--- WHAT THE TASK REQUIRES ---
Retype the listing below word for word, leaving out any pictures.

--- ROWS ---
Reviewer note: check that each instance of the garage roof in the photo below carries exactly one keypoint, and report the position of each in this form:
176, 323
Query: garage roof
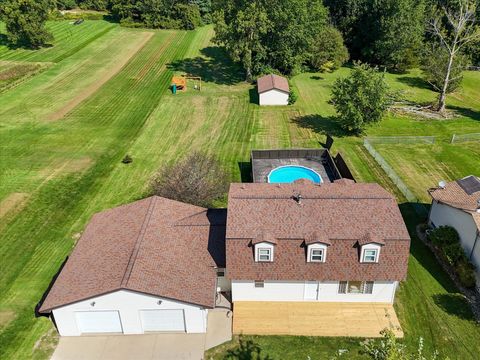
155, 246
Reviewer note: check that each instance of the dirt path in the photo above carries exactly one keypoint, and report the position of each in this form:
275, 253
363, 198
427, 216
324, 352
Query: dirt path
112, 71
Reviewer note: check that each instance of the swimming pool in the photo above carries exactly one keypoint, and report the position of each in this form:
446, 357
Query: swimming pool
291, 173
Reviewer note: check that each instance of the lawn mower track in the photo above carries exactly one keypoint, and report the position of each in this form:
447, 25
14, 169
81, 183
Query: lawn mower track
90, 90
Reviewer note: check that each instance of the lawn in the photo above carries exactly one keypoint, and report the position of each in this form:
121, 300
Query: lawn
55, 173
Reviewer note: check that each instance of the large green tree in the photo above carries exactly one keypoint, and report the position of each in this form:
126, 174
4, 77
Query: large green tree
269, 34
361, 98
25, 21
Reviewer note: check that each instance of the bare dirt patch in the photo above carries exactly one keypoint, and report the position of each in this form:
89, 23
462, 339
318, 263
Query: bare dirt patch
6, 317
112, 71
11, 202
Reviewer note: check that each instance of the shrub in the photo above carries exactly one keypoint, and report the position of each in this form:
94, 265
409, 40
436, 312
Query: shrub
198, 179
466, 274
360, 98
443, 235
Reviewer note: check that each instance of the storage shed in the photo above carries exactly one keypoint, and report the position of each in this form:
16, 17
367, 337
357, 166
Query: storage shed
273, 90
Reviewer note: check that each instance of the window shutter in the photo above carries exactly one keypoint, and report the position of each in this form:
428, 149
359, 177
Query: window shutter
342, 287
368, 287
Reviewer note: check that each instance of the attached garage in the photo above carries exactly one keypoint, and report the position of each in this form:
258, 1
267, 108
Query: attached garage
163, 320
97, 322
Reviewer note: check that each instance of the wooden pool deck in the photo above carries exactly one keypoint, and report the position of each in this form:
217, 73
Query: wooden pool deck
314, 318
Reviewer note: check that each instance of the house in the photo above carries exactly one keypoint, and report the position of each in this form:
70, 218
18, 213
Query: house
457, 204
158, 264
147, 266
273, 90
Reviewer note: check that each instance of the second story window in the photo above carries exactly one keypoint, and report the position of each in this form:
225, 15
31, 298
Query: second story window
370, 255
264, 254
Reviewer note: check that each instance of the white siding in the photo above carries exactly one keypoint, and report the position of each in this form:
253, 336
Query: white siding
383, 291
128, 304
441, 214
274, 97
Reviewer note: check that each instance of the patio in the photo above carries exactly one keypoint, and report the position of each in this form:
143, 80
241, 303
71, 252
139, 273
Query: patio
314, 319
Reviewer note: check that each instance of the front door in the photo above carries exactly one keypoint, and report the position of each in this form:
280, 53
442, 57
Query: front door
311, 290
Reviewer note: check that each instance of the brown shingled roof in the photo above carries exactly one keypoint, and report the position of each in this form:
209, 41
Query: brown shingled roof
343, 213
272, 81
155, 246
453, 194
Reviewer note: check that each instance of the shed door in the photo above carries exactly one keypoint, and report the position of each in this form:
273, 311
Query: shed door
311, 290
98, 322
163, 320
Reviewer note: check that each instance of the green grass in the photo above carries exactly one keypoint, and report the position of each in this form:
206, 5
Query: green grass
71, 168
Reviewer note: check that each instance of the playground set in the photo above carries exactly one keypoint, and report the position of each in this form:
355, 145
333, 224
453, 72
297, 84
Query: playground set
179, 83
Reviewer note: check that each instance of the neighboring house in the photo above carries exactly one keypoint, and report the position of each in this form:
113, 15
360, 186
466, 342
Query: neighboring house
273, 90
157, 264
457, 204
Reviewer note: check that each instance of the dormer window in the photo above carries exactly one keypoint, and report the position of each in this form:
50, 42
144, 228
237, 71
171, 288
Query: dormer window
370, 255
264, 254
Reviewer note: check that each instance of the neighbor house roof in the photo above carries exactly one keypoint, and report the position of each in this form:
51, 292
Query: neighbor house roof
155, 246
457, 195
342, 214
272, 81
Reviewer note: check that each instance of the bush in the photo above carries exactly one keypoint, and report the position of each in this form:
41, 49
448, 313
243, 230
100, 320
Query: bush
329, 51
198, 179
466, 274
443, 235
361, 98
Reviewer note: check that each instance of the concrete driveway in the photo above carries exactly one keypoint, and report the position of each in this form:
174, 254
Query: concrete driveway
148, 346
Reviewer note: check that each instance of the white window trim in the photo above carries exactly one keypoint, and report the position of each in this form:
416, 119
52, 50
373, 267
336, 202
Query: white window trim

--- WRITTEN REPLY ---
Reviewer note: check that each instance of the garage roof in the photo below carries exactly one keypoint, and report the position of each in this form:
176, 323
Query: garage roof
155, 246
Reviewer note: check that each instance of the dirt path in the photo above carries exactly one keypoint, and report the position of each in this form:
275, 253
363, 198
427, 216
324, 352
Query: dirt path
112, 71
Reviewer note: check that each instance of the swimming pool in the photo above carries exactly one keypoint, and report the position of each in this form:
446, 357
Query: swimming pool
291, 173
Reviewer note: check that each instance of the lawn mower track in the photo above carries exactly one keypoint, and report the position of each in this form:
447, 25
14, 169
81, 183
Query: lawn mower track
90, 90
Reviewer note: check that each instance of the lawn in the photo above carries exactly one keypoint, and report the position of each in this form:
121, 300
Query: lawn
55, 173
Reviewer note: check that each instance of the large green tree in the photo above carries exactly one keypoint, and report the position of each in this form:
126, 174
4, 77
Query: large green tree
269, 34
361, 98
25, 21
Reviewer note: check that each instance of the bare dirt patch in the photo above carries exactly one keypoint, and report the position of each in this form:
89, 23
462, 339
318, 263
Query: bare dirt patch
6, 317
112, 71
11, 202
Reviewer note: check that each instance of the shrub in the photo above carries exactly one keypoint, and report the position of each in this form:
94, 265
409, 40
436, 312
Query: shrub
198, 179
466, 274
360, 98
443, 235
Reviewer note: check that each instance of the storage shed in the photo above carries exactly one keypoint, and report the position of each in this form:
16, 17
367, 337
357, 166
Query: storage shed
273, 90
Reviewer note: check that each instance of the window shutter in the photo above carries exactly one keypoint, and report the position of each in this form:
428, 149
359, 177
Query: window shutter
342, 287
368, 287
Reviewer note: check that each instance of the attached garage in the photo above carries exactly one keypoint, and report the position of each in this form:
258, 1
267, 108
Query: attached garage
163, 320
97, 322
Reviewer note: check that each instance of the wooden pool deck in the photo above carries exactly one keypoint, and report the position of each in this form:
217, 73
Query: wooden pool deck
314, 318
Reviewer note: check that each instance of the house in the photo above carries exactly one keypoint, and report the position of each in this form:
70, 218
18, 213
Query: house
457, 204
158, 264
147, 266
273, 90
Reviewer note: check that each instance of the second story window in the photo above carries exactly one keypoint, and report the position of each in this form:
225, 15
31, 298
Query: second story window
370, 255
264, 254
Reviewer note: check that each instance of the white siding in the photo above carries exactly one keypoint, and report the position of each in this form:
253, 336
Query: white siding
383, 291
128, 304
441, 214
274, 97
Reviewer note: check that each instance of the patio in the photo above carries exactly one keypoint, and report the position of each in this form:
143, 80
241, 303
71, 252
139, 273
Query: patio
314, 319
Reviewer note: check that each instance of the front door in the photo above carries exactly one keypoint, and report the position of each in this form:
280, 53
442, 57
Query: front door
311, 290
Reviewer note: check that each instance of the brown shingled roof in the photo above carries exactly one keypoint, and report the position of each in this form:
209, 41
Query: brown shingled roof
343, 213
272, 81
155, 246
453, 194
Reviewer note: check that each instance of the shed door in the photo above carries exactly one keypoint, and report the position of each in this form:
273, 311
Query: shed door
311, 290
98, 322
163, 320
Reviewer note: check that each instance of the green grass in the photo above carries exactly one keypoint, and report the position of each in this form:
206, 5
Query: green grass
71, 168
Reviewer note: check that each instance of the playground set in the photo above carries exactly one keypoint, and report the position of each in this form:
355, 145
333, 224
453, 72
297, 84
Query: playground set
179, 83
Reviewer note: check that each instance of the neighboring house in the photo above carries exactly one keypoint, and report the position of each in this form:
113, 15
360, 186
466, 342
Query: neighboring house
273, 90
157, 264
457, 204
Reviewer note: check that each instance of the dormer window in the photo above carries exactly one keypoint, and report the position of each in this form:
50, 42
144, 228
237, 71
171, 288
Query: dormer window
370, 255
264, 254
Reviewer note: check that each instance of the neighbor house roof in the photo above carries exactly one keypoint, and report the position of each in this form:
51, 292
Query: neighbor house roof
155, 246
457, 195
342, 214
272, 81
Reviewer note: check that each instance of the bush in the photo above carries exactly one keypoint, and report the position of each in this form:
41, 49
448, 313
243, 230
100, 320
Query: bush
329, 51
198, 179
466, 274
443, 235
361, 98
Reviewer note: check that each instance of the concrete driveway in the photo above carries exactly one keypoint, and report the position of each in this form:
174, 254
Query: concrete driveway
148, 346
Reviewer note: check that each instance of the white window trim in the photo above carries exactly one keypoint, and report the position of each in this form:
416, 119
52, 50
373, 267
336, 202
Query: white window trim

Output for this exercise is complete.